### Supplied records
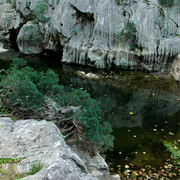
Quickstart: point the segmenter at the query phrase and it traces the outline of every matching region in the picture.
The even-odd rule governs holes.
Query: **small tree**
[[[46,73],[37,72],[26,66],[23,59],[15,59],[7,73],[0,76],[0,80],[1,107],[8,107],[11,111],[31,109],[37,116],[42,115],[47,108],[48,98],[62,108],[79,106],[76,112],[67,112],[64,117],[61,112],[55,110],[54,114],[56,113],[58,121],[66,121],[66,125],[74,125],[73,128],[80,126],[82,138],[92,141],[99,149],[107,150],[113,146],[114,137],[110,134],[112,132],[110,124],[99,120],[101,113],[99,104],[86,91],[76,89],[65,91],[64,87],[59,85],[58,75],[52,70]],[[70,128],[71,131],[73,128]]]

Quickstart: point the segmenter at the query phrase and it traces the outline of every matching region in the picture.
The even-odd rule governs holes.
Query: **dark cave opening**
[[[17,43],[16,43],[16,39],[17,39],[17,30],[16,29],[10,29],[9,30],[9,40],[10,40],[10,47],[12,48],[12,49],[14,49],[16,52],[18,52],[19,51],[19,48],[18,48],[18,45],[17,45]]]

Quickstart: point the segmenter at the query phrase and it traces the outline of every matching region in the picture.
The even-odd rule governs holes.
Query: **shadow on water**
[[[122,172],[127,164],[134,169],[163,166],[169,153],[161,141],[180,140],[178,83],[141,72],[59,67],[40,60],[28,64],[38,70],[52,68],[59,74],[61,84],[83,88],[100,103],[102,118],[111,123],[115,136],[114,148],[106,153],[112,172]],[[92,71],[99,79],[78,77],[79,70]]]

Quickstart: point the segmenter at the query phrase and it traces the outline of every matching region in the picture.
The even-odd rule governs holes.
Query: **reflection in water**
[[[94,70],[98,80],[78,77],[89,68],[51,67],[40,60],[29,61],[36,69],[52,68],[66,88],[87,90],[102,107],[102,118],[112,124],[115,146],[106,153],[107,160],[117,165],[132,163],[136,168],[163,165],[169,154],[161,139],[180,139],[180,85],[140,72],[103,72]],[[1,67],[3,63],[1,62]],[[92,69],[91,69],[92,71]],[[109,78],[102,78],[109,77]],[[172,135],[173,134],[173,135]],[[123,168],[122,168],[123,169]]]

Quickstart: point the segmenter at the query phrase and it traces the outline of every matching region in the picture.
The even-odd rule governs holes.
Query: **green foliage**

### Objective
Rewrite the lines from the first one through the line containing "Query: **small tree**", replacing "even-odd rule" with "nonzero winding rule" and changing nothing else. Leave the pictures out of your answer.

### Result of this exercise
Quickstart: point the segmenter at the query phrase and it traces the outline of every matching region in the picture.
The nonzero winding rule governs holes.
Query: **small tree**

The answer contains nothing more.